#### [What you are asked to do]
Return the entries in their entirety, precisely as given.

#### [Task material]
-- Opening Marker --

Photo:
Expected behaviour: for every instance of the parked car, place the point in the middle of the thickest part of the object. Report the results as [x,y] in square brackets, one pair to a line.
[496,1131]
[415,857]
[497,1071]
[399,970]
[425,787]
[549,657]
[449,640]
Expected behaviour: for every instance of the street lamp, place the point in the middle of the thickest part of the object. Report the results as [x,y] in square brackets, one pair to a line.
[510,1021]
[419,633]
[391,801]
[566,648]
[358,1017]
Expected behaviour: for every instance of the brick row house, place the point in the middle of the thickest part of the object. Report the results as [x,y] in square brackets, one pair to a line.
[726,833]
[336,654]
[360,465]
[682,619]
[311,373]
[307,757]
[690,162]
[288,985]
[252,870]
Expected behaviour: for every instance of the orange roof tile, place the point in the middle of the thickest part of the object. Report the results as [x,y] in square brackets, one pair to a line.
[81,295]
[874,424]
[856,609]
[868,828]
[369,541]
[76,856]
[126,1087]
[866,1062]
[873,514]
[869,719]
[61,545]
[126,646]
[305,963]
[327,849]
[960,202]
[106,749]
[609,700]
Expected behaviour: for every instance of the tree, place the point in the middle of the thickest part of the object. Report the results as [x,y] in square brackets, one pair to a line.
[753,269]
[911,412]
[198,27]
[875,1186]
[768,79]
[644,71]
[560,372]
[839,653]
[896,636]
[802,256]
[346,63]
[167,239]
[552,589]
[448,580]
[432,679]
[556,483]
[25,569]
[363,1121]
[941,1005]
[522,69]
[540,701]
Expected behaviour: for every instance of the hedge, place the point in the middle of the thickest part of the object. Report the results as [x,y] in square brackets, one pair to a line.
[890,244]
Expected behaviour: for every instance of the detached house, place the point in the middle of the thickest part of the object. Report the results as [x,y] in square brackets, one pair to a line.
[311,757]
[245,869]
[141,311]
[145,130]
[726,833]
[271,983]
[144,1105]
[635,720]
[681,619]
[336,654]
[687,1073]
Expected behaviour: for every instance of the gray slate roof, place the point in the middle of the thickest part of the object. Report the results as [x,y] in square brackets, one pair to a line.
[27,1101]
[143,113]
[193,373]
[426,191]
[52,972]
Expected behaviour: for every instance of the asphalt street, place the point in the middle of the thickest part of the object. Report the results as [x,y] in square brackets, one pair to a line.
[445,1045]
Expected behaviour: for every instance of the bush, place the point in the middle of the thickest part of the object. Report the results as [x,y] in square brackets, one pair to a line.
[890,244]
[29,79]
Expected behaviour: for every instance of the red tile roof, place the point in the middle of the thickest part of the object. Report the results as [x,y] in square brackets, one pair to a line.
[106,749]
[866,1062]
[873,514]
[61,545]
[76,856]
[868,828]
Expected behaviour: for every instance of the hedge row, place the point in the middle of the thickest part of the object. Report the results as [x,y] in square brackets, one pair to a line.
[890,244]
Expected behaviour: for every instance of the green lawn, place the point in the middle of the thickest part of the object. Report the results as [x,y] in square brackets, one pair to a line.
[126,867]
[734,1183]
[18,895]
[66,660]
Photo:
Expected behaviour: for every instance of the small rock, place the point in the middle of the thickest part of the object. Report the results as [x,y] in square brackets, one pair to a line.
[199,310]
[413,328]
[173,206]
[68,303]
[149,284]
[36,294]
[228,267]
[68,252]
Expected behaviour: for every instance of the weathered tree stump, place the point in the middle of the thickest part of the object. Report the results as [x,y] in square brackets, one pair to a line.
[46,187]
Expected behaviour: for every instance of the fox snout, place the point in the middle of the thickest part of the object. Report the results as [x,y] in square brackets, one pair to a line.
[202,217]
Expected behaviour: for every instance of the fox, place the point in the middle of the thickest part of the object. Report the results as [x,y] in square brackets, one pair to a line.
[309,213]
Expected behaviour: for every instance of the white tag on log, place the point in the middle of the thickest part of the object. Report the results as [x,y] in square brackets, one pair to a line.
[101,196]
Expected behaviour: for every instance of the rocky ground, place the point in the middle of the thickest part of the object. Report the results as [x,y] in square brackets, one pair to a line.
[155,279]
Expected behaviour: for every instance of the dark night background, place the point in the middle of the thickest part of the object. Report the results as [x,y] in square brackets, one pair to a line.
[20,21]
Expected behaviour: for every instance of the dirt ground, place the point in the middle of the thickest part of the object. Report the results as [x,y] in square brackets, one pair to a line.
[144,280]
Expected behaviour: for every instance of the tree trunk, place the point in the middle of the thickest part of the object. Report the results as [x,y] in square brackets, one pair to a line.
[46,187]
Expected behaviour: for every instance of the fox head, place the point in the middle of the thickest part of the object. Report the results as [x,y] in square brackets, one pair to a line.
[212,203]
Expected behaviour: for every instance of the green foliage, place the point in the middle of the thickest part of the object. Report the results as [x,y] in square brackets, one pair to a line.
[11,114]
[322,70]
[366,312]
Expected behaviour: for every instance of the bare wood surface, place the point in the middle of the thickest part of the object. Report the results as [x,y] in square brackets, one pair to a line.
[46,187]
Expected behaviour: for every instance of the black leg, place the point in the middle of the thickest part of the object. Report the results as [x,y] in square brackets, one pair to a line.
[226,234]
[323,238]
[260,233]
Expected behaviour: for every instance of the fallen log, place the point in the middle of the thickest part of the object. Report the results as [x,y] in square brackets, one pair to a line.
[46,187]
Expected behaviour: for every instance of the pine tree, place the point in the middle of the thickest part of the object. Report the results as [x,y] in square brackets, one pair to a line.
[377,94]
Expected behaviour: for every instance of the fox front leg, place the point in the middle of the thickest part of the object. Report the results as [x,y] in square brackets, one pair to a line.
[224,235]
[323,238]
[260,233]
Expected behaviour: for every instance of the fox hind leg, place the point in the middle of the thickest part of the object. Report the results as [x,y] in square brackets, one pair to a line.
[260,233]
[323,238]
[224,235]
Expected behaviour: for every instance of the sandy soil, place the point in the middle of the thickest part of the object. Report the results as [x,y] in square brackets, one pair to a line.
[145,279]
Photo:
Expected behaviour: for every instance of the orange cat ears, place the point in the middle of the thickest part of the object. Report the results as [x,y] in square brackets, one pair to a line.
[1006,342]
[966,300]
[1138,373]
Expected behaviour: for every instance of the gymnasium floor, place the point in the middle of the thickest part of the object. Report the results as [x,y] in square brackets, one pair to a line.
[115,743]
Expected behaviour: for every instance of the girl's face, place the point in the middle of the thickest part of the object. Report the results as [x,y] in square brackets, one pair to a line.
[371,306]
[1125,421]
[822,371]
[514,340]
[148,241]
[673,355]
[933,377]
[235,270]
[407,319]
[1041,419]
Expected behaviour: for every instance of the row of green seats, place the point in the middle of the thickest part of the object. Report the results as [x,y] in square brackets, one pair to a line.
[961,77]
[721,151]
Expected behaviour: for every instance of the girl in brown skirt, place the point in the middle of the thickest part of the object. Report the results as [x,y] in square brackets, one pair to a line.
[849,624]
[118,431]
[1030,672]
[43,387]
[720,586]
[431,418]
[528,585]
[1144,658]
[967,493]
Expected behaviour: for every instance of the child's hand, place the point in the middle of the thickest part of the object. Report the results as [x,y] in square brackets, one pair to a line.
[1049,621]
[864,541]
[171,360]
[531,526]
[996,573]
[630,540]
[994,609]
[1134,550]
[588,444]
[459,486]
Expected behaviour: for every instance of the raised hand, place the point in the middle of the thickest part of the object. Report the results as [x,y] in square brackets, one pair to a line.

-- Closing Marker --

#### [Answer for the task]
Photo:
Expected behaviour: for every instance of the parked car, place the point in the middle of the thickest part of the object. Report the results as [x,y] in square brackets, one pair to a line.
[496,1131]
[415,857]
[497,1071]
[399,970]
[425,787]
[549,657]
[449,640]
Expected behaviour: for every instance of the street lamp, place the point in the middle of the thickest part of the object. Report the results as [x,y] in square brackets, one pair to a line.
[510,1021]
[419,633]
[391,801]
[566,648]
[358,1017]
Expected behaviour: for every instance of the brick row house, place the point in the middle of the thickest part of the object. Report the results as [x,y] in square brackets, one pair to a line.
[726,833]
[336,654]
[360,465]
[682,619]
[311,373]
[307,757]
[690,162]
[288,985]
[252,870]
Expected behaviour: for every instance of the orange roof tile, place the point in the middle of the thickest part of the object. Report the results as [x,y] in square brackets, one pair to a line.
[81,295]
[874,424]
[856,609]
[868,828]
[369,541]
[76,856]
[126,1087]
[866,1062]
[873,514]
[869,719]
[61,545]
[126,646]
[305,963]
[327,849]
[960,202]
[106,749]
[609,700]
Expected behaviour: for every instance of the tree, place the point in the middle of the thickest part of the object. Report the results as [x,y] in square brackets, one pair to a line.
[753,269]
[911,412]
[198,27]
[875,1186]
[768,79]
[644,71]
[560,372]
[839,653]
[896,636]
[802,256]
[346,63]
[167,239]
[552,589]
[448,580]
[432,679]
[556,483]
[25,569]
[363,1121]
[941,1005]
[522,69]
[540,701]
Expected behaviour: for every instance of the hedge, place the point in the middle of the thickest part of the object. Report the results as [x,y] in square brackets, one pair to a line.
[890,244]
Expected behaviour: for every instance of the detached house, place the point in the middle of the thickest part of the object. Report the results as [x,y] in square brackets, one pair to a line.
[311,757]
[245,869]
[141,311]
[145,130]
[726,833]
[271,983]
[144,1105]
[635,720]
[681,619]
[336,654]
[687,1073]
Expected behaviour: for every instance of the gray slate roof, place the point in the middle of the thickest part of the object. Report the results as [x,y] in square brackets, one pair to a line.
[27,1101]
[143,113]
[193,373]
[426,191]
[52,972]
Expected behaviour: for every instance of the asphalt street, place the point in the middle of the thickest part of the object. Report the results as [x,y] in square brackets, one pair to a line.
[445,1045]
Expected behaviour: for every instance of the bush, place the point in the middle of the thickest part of the object. Report the results as [x,y] in square brackets, one pair to a line.
[890,244]
[29,79]
Expected behaviour: for every instance of the red tile roof, place the point in the middle of the thickest part of the object. Report the results as [x,y] in square brackets, one pair to a line.
[106,749]
[866,1062]
[873,514]
[61,545]
[76,856]
[868,828]
Expected behaviour: for every instance of the hedge row, place the point in the middle of the thickest part of the object. Report the results as [x,y] in square brackets, one pair to a line.
[890,244]
Expected behaviour: for every instance of the green lawn, place the point in the middle of the thickest part of the object. Report the results as [x,y] in square brackets, one pair to a line.
[126,867]
[734,1183]
[18,895]
[66,660]
Photo:
Expected behaviour: for every instance of the small rock, place the point in the middle of the thickest part of the object. Report the results as [x,y] in square brackets, one pair to a line.
[199,310]
[413,328]
[173,206]
[68,303]
[149,284]
[36,294]
[228,267]
[68,252]
Expected behaviour: for every instance of the weathered tree stump, place the point in the middle of the thickest part of the object. Report the results as [x,y] in square brackets, one pair to a line.
[46,187]
Expected behaviour: for every instance of the fox snout, place the point in the middle of the thickest part of the object. Report the results as [x,y] in square brackets, one pair to a line.
[202,217]
Expected behaviour: for every instance of the fox, place the point in the middle of the thickest part of the object. Report the results as [x,y] in square brackets, one pair to a line.
[309,213]
Expected behaviour: for every instance of the white tag on log, place the point in the middle of the thickest part of the object. Report the results as [x,y] in square brackets, one pair to a line.
[101,196]
Expected behaviour: for every instance of the rocky ground, place the point in the middle of the thickest part of the object. Report the results as [x,y] in square brackets, one pair to a line.
[155,279]
Expected behaviour: for every instance of the dark night background, place the point in the middle of the thickest part of the object. Report the results as [x,y] in square brackets, one pair to a line.
[20,21]
Expected behaviour: for every instance of the dirt ground, place the point in the middle of the thickest part of the object. Report the results as [x,y] in square brackets, one pair to a line.
[144,280]
Expected behaviour: for every instance of the tree trunk, place the point in the middle of the thickest part of the object. Report the results as [x,y] in square brackets, one pair to a line.
[46,187]
Expected behaviour: for every instance of the fox head, place the point in the middle of the thickest part of the object. Report the results as [x,y] in square brackets, one pair to a line.
[212,203]
Expected behaviour: for every instance of the green foliage, place the point in the middle of the thickest part of the object. Report the results as [x,y] in square brackets, one pair to a line.
[11,114]
[322,70]
[366,312]
Expected behaviour: for every instance of the bare wood surface, place the point in the middle of the thickest part of the object. Report the results as [x,y] in square brackets, one pair to a line.
[46,187]
Expected behaviour: for every instance of the black leg, place the point in the middle of the thickest part of the object. Report the results as [x,y] in square brackets, one pair to a line.
[226,234]
[323,238]
[260,233]
Expected behaviour: for every instance of the fallen log, place the point in the middle of the thickest part of the object. Report the results as [x,y] in square brackets, one pair to a line.
[46,187]
Expected behaviour: for every instance of the pine tree, place the point in the middle of the thickest part of the object. Report the results as [x,y] in square brackets, one pair to a line.
[377,94]
Expected behaviour: for every instance of the fox front leg, place the point in the middle of the thickest part of the object. Report the results as [x,y] in square brackets, one pair to a line.
[224,235]
[323,238]
[260,233]
Expected behaviour: for every instance of the fox hind leg, place the point in the middle of the thickest part of the object. Report the results as [x,y] in square brackets, one pair to a line.
[260,233]
[323,238]
[224,235]
Expected behaviour: for every instance of the sandy soil, place the point in the middle of the thickest part of the object. Report the results as [x,y] in square brackets, one pair to a line.
[145,279]
Photo:
Expected behaviour: for every instance of the orange cat ears, place the point in the middle of the thickest part of the object. Report the results as [x,y] in square brackets, one pair to a line.
[1006,342]
[966,300]
[1138,373]
Expected behaviour: for every instance of the gymnasium floor, place the point in the middle of the thickest part of the object. Report the results as [x,y] in square brackets, one pair to a line.
[115,743]
Expected behaviour: for every instance of the girl's face, place the point in the middle of the thickest part of the object. Report the results as [x,y] in square brackets, one pair to a line.
[371,306]
[1125,421]
[822,371]
[514,340]
[148,241]
[673,355]
[933,377]
[235,270]
[407,319]
[1041,419]
Expected behaviour: for every instance of the row of green seats, place the point in the middle of the thickest part of the object. Report the results as [x,y] in square brackets, one pair to a line.
[961,77]
[721,151]
Expected behaviour: for every instance of the girl in brown skirt, place the point in the middle of the thickest part of the object. Report the results as [x,y] in square brackets, one pair to a line.
[849,624]
[118,431]
[1030,672]
[43,387]
[720,586]
[431,418]
[528,585]
[1144,658]
[967,493]
Expected behaviour: for every instance of the child's hand, place the point in the middle of the thickest part of the object. Report the results as [x,y] in square brackets, one pair to a line.
[1049,621]
[864,541]
[171,360]
[531,526]
[996,573]
[630,540]
[994,609]
[1134,550]
[588,444]
[459,486]
Expected behaviour: for every instance of the raised hand, place the point in the middle of the thickest part of the object. Report the results as [x,y] in square brackets, one pair to a line.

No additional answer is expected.